-- Task to carry out --
Copy every one of the records below word for word, leaving out the pictures.

-- Listing --
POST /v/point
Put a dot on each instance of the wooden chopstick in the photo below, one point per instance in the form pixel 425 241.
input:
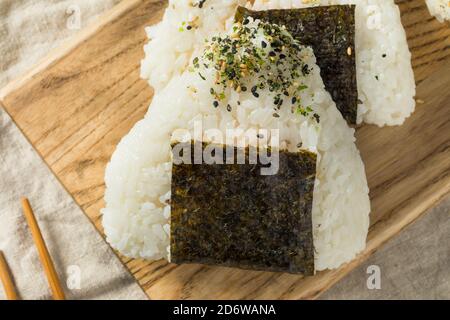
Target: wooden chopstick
pixel 49 268
pixel 5 277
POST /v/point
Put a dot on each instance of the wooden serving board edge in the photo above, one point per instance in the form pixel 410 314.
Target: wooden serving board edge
pixel 383 230
pixel 70 44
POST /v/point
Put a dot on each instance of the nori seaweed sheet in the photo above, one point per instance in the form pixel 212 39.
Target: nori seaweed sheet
pixel 330 31
pixel 231 215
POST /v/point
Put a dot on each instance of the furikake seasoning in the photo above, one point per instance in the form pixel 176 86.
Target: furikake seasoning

-- Solution to the exercise --
POST /v/point
Put a dot on each instance of the wooden chopstick in the photo below, one point per instance in the form pixel 425 241.
input:
Target: wooden chopstick
pixel 49 268
pixel 5 277
POST /v/point
Put a dot on each instance of the wooden serving board edge in the photo above, one point per instance in the form pixel 410 314.
Target: wooden serving board edge
pixel 383 230
pixel 70 44
POST /v/point
Put a dot on each instance of the nori seaweed sheet in the photo above, one point per instance in the form pixel 212 39.
Target: nori seaweed sheet
pixel 330 31
pixel 231 215
POST /v/point
Put a dot on each instance of the furikake seasoning in the photo above, one point per instance in the form pixel 176 86.
Target: furikake seasoning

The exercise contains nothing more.